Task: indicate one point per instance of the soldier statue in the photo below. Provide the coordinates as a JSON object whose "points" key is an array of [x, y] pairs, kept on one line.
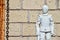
{"points": [[45, 25]]}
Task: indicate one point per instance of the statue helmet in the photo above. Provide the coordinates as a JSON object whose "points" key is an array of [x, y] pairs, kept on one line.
{"points": [[45, 9]]}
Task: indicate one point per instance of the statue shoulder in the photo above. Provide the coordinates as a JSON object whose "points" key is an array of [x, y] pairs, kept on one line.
{"points": [[50, 15]]}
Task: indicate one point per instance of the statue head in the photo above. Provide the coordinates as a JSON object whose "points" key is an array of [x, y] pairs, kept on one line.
{"points": [[45, 9]]}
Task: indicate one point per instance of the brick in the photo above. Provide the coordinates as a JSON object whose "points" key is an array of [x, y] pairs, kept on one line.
{"points": [[14, 38], [15, 29], [28, 29], [59, 3], [34, 15], [51, 4], [32, 38], [18, 16], [5, 4], [15, 4], [55, 15], [57, 29], [55, 38], [33, 4]]}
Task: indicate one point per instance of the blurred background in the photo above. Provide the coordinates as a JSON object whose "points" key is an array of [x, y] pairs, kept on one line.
{"points": [[22, 15]]}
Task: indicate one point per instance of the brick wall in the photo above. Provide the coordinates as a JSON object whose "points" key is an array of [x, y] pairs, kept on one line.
{"points": [[24, 11]]}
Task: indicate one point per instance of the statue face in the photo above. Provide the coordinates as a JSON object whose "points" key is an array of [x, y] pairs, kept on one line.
{"points": [[45, 9]]}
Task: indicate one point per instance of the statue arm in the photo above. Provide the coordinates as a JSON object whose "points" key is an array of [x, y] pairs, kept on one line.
{"points": [[52, 25], [37, 26]]}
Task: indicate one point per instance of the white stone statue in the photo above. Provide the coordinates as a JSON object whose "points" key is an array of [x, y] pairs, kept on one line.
{"points": [[45, 25]]}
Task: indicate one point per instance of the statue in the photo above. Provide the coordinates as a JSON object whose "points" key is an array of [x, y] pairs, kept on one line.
{"points": [[45, 25]]}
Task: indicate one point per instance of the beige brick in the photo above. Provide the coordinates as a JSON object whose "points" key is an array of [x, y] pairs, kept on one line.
{"points": [[33, 38], [5, 15], [15, 4], [5, 4], [57, 29], [14, 38], [18, 16], [59, 3], [51, 4], [34, 15], [28, 29], [33, 4], [55, 38], [24, 38], [55, 15], [15, 29]]}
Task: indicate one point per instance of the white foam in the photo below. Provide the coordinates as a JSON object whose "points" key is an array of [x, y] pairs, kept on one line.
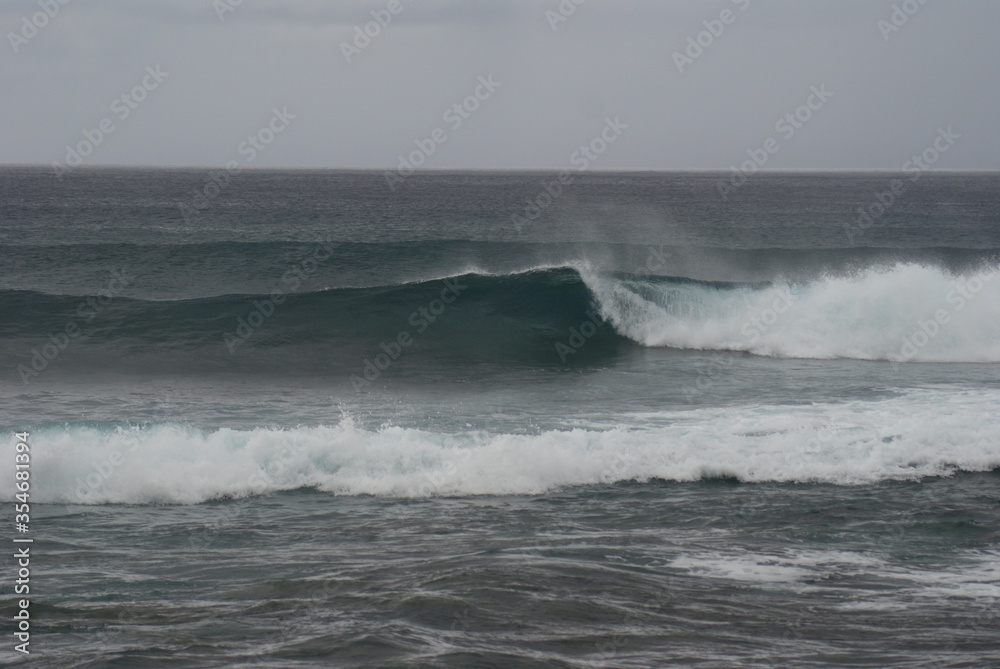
{"points": [[922, 433], [901, 313]]}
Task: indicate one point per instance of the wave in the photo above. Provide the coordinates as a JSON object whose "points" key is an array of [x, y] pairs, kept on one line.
{"points": [[923, 433], [900, 312]]}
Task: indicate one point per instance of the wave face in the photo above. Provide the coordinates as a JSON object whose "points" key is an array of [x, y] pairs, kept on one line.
{"points": [[921, 433], [899, 312]]}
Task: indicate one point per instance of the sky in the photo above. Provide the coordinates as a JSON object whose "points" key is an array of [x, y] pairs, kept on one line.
{"points": [[538, 84]]}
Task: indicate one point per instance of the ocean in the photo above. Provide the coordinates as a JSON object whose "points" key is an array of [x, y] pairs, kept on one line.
{"points": [[502, 419]]}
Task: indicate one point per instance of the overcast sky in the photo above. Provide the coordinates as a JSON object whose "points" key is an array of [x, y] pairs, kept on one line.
{"points": [[891, 85]]}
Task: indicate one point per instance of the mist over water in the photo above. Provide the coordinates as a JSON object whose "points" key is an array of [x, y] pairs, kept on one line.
{"points": [[406, 426]]}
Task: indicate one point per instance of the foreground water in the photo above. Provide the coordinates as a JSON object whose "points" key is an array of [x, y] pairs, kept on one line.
{"points": [[312, 421]]}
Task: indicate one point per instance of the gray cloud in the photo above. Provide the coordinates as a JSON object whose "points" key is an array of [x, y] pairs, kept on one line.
{"points": [[557, 86]]}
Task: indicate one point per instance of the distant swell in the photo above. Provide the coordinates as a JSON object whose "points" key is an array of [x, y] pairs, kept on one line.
{"points": [[919, 434]]}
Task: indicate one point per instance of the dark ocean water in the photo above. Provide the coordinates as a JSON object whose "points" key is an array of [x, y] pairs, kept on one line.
{"points": [[300, 419]]}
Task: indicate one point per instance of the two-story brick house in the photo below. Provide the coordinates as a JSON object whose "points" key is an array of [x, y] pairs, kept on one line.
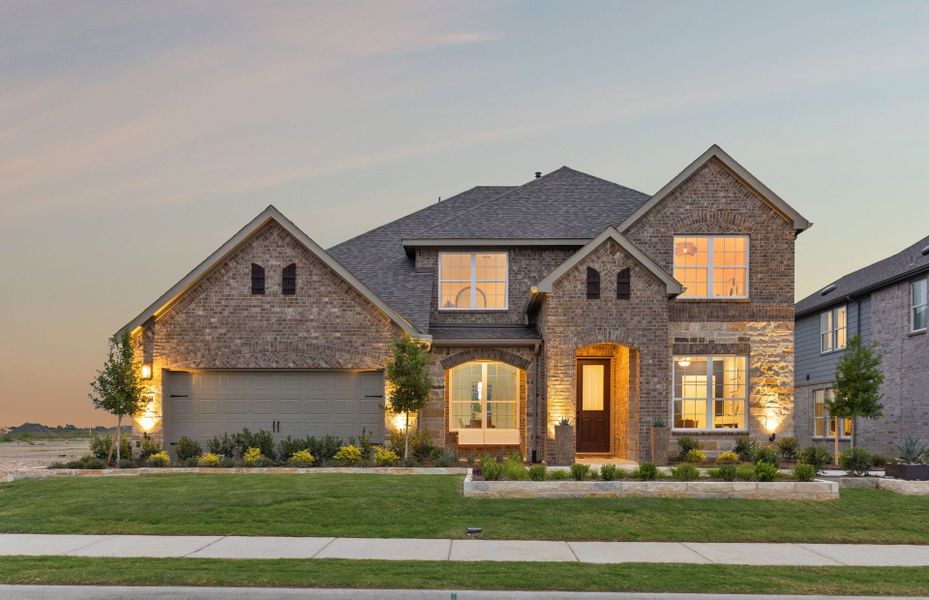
{"points": [[566, 297], [885, 304]]}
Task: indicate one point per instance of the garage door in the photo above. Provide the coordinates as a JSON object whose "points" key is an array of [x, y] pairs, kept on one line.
{"points": [[203, 404]]}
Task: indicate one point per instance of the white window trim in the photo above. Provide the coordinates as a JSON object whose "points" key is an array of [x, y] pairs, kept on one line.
{"points": [[473, 282], [914, 306], [710, 398], [834, 332], [840, 422], [469, 436], [710, 266]]}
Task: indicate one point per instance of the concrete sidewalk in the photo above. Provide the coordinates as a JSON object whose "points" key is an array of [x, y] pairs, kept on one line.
{"points": [[159, 546]]}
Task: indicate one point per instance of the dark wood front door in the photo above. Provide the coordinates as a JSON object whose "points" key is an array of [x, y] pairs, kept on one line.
{"points": [[593, 405]]}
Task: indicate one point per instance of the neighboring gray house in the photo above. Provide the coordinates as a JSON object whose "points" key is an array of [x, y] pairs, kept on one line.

• [Problem to work on]: Output the lines from the line containing "Task: indicate one point per instance of the concrete" to the end, both included; add nothing.

• [Solution to the problem]:
Task: indicate one point per instance of the concrete sidewalk in the photo above. Provide the coordinates as a JSON object whose "points" key is an array of [x, y] pairs, kept on one line.
{"points": [[159, 546]]}
Task: indicate one point per instance of the dark wood front door in the photo above. Provide the coordinates as a JSON object whose "points" key is an array of [x, y] pairs, kept on one line.
{"points": [[593, 405]]}
Task: indicate one point per instance of the neighboring gray house in the photo above. Provide the coordinates as a JSON object whose "points" key is an array of [x, y] pairs, kept on one line.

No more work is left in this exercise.